### Requirement
Reproduce the material below line for line, without changing anything.

-- start of Available records --

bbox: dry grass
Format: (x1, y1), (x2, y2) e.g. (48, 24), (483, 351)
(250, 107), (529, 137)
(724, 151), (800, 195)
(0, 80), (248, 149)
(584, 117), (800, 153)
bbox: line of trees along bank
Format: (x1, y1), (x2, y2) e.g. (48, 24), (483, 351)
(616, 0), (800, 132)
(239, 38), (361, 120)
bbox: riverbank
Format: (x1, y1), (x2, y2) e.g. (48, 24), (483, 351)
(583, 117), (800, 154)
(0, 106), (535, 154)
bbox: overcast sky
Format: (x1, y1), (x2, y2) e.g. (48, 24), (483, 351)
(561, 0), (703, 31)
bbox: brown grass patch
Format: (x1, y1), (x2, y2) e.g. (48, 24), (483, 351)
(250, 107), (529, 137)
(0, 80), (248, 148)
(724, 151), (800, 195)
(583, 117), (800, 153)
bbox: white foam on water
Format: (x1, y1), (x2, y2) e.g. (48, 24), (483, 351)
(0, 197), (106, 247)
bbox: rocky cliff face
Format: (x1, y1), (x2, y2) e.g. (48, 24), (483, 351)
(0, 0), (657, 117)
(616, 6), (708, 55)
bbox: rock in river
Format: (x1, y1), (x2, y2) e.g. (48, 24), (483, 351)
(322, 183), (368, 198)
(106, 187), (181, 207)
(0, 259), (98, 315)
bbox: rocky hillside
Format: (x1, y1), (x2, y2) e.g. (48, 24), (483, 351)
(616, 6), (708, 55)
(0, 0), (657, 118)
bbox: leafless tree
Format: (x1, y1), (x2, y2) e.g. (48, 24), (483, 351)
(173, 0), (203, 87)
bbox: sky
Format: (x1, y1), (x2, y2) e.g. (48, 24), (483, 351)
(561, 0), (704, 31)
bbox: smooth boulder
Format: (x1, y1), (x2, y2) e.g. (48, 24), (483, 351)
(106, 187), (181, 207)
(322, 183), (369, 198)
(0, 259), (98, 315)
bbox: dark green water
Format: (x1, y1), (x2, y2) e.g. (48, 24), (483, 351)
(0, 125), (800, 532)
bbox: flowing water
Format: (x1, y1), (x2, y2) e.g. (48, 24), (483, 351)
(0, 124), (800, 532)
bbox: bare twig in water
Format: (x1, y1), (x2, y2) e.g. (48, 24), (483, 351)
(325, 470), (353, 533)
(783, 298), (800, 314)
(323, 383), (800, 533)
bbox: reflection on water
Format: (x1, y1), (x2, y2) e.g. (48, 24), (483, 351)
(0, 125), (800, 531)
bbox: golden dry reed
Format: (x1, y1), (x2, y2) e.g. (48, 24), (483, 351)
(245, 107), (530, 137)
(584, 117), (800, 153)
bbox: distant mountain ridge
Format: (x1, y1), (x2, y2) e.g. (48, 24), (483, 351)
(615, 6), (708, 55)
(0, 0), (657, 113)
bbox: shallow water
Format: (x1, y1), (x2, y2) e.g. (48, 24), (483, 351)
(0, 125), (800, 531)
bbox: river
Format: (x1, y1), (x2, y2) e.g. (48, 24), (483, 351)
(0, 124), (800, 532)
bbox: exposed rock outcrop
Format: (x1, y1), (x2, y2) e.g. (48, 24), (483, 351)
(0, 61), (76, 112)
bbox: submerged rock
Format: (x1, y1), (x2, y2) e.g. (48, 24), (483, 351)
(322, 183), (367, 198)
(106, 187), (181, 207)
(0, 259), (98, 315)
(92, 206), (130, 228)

-- end of Available records --

### Exercise solution
bbox: dry grass
Format: (x1, y1), (x2, y2) e.g. (48, 24), (483, 351)
(250, 107), (529, 137)
(724, 151), (800, 195)
(0, 80), (248, 149)
(584, 117), (800, 153)
bbox: line of trees along bank
Format: (x1, y1), (x2, y2) e.g. (48, 24), (483, 351)
(616, 0), (800, 132)
(239, 38), (361, 120)
bbox: riverbank
Format: (x1, y1), (x2, y2) e.g. (48, 24), (483, 351)
(583, 117), (800, 154)
(0, 106), (535, 154)
bbox: overcast sky
Format: (x1, y1), (x2, y2) e.g. (48, 24), (483, 351)
(561, 0), (703, 31)
bbox: brown grass patch
Format: (x1, y1), (x2, y2) e.g. (48, 24), (483, 351)
(250, 107), (529, 137)
(0, 80), (248, 148)
(724, 151), (800, 195)
(583, 117), (800, 153)
bbox: white foam on water
Format: (x1, y1), (x2, y2) e.g. (48, 24), (483, 351)
(0, 197), (106, 247)
bbox: rocky cliff face
Format: (x1, y1), (x2, y2) e.g. (48, 24), (483, 351)
(0, 0), (657, 117)
(616, 6), (708, 55)
bbox: rock in river
Format: (x1, y1), (x2, y2) e.g. (48, 24), (483, 351)
(322, 183), (368, 198)
(106, 187), (181, 207)
(0, 259), (98, 315)
bbox: rocky hillside
Format: (x1, y1), (x2, y2) e.g. (48, 24), (483, 351)
(616, 6), (708, 55)
(0, 0), (657, 118)
bbox: leafless tree
Format: (x1, y1), (x2, y2) e.g. (48, 24), (483, 351)
(173, 0), (203, 87)
bbox: sky
Format: (x1, y1), (x2, y2) e.g. (48, 24), (483, 351)
(561, 0), (704, 31)
bbox: smooth boulder
Format: (x1, y1), (x2, y2) e.g. (48, 24), (483, 351)
(106, 187), (181, 207)
(322, 183), (369, 198)
(0, 259), (98, 315)
bbox: dark green water
Format: (x1, y1), (x2, y2) e.g. (48, 24), (483, 351)
(0, 125), (800, 532)
bbox: flowing water
Format: (x1, y1), (x2, y2) e.g. (48, 24), (483, 351)
(0, 124), (800, 532)
bbox: bare twig in water
Format: (x1, y1), (x2, y2) e.g. (48, 24), (483, 351)
(325, 470), (353, 533)
(783, 298), (800, 314)
(323, 383), (800, 533)
bbox: reflection on water
Format: (x1, y1), (x2, y2) e.g. (48, 24), (483, 351)
(0, 125), (800, 531)
bbox: golden dry reed
Format: (x1, y1), (x2, y2) e.g. (48, 24), (483, 351)
(245, 107), (530, 137)
(584, 117), (800, 153)
bbox: distant mountain ridge
Format: (x1, y1), (x2, y2) e.g. (48, 24), (483, 351)
(615, 6), (708, 55)
(0, 0), (657, 113)
bbox: shallow water
Format: (x1, y1), (x2, y2) e.g. (48, 24), (483, 351)
(0, 125), (800, 531)
bbox: river
Format: (x1, y1), (x2, y2) e.g. (48, 24), (483, 351)
(0, 124), (800, 532)
bbox: exposed rock outcrop
Format: (x1, y1), (x2, y2) e.g. (48, 24), (483, 351)
(0, 61), (76, 112)
bbox: submerged rock
Format: (x1, y1), (x2, y2) e.g. (48, 24), (483, 351)
(322, 183), (367, 198)
(106, 187), (181, 207)
(0, 259), (98, 315)
(92, 206), (130, 228)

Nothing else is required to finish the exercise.